◆ **TASK INPUT**:
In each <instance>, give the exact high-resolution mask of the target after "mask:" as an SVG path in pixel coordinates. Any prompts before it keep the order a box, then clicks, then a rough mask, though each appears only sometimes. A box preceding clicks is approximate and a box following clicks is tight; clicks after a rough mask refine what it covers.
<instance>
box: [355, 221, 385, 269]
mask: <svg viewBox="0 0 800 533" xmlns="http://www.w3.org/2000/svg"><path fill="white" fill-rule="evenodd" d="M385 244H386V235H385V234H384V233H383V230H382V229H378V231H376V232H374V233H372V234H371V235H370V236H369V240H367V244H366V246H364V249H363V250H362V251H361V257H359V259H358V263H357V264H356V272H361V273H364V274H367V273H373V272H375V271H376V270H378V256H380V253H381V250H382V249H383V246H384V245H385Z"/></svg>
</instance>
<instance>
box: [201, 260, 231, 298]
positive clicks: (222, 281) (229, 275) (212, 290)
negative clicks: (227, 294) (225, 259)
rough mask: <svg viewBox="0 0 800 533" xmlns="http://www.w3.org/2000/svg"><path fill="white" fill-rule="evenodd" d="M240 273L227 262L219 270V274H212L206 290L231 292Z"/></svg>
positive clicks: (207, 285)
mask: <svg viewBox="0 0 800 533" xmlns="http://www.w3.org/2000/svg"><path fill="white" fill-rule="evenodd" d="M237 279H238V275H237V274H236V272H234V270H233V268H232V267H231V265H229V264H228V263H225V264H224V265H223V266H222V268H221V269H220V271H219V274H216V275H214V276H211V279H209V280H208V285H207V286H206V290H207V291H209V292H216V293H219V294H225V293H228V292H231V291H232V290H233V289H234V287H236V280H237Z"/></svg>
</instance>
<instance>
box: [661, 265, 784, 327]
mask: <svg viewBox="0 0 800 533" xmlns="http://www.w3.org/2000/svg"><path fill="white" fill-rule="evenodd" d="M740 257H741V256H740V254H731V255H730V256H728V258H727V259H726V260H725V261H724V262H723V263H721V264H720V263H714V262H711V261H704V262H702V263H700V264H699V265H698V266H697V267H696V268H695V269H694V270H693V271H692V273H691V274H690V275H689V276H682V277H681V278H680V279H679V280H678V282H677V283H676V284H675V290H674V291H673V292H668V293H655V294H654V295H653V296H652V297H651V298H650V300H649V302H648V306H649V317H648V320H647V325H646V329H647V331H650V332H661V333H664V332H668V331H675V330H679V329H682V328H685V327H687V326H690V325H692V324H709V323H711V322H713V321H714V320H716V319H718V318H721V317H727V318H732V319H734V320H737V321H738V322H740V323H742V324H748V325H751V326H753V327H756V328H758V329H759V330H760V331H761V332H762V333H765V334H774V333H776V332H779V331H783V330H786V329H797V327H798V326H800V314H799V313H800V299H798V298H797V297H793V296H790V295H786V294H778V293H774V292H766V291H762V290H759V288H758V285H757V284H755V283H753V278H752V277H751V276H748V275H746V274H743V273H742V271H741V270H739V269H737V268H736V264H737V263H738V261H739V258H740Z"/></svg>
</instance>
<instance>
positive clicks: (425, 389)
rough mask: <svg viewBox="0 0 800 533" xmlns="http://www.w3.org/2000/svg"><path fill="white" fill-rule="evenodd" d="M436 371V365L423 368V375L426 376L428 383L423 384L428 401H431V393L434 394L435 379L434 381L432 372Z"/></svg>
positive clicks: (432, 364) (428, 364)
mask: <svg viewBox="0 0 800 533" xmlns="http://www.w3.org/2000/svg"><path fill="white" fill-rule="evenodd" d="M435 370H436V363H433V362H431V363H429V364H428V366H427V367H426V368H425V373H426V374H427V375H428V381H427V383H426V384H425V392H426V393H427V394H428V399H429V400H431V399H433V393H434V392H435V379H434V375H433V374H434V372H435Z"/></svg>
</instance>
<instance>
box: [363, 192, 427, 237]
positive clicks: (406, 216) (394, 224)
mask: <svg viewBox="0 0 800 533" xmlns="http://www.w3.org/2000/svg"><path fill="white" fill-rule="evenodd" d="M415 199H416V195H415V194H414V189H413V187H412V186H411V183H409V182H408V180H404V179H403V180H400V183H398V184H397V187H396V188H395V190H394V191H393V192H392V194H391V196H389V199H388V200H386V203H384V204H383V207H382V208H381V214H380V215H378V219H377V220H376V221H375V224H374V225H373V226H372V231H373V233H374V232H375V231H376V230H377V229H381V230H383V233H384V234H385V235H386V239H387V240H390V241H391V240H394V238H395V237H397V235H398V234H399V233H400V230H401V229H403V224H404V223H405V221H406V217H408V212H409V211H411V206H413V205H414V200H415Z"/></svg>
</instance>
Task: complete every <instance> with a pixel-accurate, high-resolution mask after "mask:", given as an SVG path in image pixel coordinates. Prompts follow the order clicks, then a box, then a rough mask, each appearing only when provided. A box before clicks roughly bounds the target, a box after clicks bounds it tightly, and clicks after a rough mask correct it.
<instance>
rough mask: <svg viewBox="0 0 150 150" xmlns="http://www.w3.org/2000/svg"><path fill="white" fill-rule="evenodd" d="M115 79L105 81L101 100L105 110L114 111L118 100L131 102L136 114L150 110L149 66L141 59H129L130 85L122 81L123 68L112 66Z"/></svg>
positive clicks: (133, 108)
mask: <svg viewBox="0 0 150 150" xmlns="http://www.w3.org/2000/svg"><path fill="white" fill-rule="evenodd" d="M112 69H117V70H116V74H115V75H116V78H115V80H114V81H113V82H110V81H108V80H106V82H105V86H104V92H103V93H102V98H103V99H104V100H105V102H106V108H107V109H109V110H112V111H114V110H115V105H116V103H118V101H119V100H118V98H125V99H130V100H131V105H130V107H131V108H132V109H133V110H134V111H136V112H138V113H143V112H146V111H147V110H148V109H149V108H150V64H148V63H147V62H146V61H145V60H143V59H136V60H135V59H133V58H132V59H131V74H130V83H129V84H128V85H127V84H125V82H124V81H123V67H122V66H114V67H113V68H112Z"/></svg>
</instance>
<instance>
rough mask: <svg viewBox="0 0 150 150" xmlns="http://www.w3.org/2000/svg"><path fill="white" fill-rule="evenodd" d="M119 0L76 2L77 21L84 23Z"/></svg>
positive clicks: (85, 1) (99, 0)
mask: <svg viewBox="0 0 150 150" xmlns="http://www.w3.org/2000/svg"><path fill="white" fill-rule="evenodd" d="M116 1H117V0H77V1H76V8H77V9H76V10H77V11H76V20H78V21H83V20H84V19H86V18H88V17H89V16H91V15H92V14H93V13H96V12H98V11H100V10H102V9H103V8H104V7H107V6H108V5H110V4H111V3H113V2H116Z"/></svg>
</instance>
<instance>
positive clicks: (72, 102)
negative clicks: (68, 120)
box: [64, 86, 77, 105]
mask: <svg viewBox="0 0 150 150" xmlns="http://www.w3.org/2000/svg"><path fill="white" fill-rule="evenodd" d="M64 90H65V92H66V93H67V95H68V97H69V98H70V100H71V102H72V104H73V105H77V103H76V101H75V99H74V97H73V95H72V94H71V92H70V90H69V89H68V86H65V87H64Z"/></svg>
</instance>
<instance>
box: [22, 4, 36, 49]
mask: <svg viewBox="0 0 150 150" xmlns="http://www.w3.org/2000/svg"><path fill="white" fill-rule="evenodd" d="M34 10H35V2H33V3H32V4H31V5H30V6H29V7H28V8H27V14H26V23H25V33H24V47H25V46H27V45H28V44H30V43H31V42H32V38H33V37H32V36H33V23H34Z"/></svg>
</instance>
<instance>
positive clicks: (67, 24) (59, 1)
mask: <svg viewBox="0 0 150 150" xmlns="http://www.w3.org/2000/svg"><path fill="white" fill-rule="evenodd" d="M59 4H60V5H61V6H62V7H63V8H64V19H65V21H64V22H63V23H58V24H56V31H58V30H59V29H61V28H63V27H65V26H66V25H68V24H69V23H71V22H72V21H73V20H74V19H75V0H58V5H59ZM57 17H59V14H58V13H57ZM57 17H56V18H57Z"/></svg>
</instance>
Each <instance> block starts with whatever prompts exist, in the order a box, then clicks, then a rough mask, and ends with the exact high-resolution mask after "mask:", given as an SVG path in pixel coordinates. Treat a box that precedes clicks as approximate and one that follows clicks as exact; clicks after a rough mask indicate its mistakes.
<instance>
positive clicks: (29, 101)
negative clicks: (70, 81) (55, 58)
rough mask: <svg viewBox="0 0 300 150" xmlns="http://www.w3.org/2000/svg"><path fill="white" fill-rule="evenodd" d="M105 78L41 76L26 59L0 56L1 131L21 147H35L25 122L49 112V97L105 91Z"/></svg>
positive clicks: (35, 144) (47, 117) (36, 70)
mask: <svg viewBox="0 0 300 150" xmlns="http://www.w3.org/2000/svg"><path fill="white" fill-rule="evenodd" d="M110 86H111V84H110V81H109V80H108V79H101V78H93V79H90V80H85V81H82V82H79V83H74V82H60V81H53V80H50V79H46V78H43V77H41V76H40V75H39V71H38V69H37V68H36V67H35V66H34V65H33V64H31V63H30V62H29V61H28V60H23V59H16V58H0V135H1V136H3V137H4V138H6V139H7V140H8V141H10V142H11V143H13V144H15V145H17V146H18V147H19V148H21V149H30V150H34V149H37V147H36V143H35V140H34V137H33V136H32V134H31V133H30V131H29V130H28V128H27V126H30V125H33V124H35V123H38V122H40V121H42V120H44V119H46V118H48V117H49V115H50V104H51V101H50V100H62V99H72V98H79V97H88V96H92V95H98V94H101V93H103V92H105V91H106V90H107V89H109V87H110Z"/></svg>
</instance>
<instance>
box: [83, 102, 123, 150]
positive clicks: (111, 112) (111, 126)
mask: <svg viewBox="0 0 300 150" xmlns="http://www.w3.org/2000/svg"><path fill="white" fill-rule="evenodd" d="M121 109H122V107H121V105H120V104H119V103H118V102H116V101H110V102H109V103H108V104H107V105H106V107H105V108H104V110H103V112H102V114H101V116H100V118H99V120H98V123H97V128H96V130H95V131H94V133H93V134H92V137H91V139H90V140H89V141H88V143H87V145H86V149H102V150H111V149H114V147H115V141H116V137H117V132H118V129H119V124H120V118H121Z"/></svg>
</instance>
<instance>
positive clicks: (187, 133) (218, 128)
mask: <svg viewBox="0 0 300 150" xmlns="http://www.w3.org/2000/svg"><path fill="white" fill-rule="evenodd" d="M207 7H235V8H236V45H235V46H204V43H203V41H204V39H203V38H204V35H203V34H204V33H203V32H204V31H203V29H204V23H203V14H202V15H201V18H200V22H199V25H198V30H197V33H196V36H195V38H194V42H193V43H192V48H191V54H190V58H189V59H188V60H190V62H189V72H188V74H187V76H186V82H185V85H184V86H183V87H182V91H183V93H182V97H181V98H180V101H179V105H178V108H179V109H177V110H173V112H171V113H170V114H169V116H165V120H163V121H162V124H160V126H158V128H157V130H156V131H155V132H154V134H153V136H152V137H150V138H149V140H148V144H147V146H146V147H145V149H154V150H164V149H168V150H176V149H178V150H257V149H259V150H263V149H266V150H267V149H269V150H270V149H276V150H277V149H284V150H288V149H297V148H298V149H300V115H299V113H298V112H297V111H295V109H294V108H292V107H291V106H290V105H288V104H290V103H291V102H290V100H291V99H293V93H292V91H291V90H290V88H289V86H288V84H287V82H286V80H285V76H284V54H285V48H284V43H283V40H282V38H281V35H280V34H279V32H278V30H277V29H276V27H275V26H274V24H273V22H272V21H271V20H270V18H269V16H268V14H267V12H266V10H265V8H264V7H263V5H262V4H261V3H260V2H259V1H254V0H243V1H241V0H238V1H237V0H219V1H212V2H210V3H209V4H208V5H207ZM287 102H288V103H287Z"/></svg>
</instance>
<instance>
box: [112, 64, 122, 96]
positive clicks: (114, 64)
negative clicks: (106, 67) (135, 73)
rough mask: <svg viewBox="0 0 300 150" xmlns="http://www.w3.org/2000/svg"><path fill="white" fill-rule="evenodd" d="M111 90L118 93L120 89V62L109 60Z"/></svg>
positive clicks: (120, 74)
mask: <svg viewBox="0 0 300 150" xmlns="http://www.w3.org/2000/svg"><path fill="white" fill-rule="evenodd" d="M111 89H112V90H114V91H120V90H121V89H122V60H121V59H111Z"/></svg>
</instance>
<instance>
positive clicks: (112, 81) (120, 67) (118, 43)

◆ **THE PROBLEM**: Gather each line of the listing that holds the string "negative".

◆ **EXERCISE RESPONSE**:
negative clicks: (227, 294) (225, 259)
negative clicks: (68, 120)
negative clicks: (70, 81) (55, 58)
negative clicks: (106, 67) (135, 73)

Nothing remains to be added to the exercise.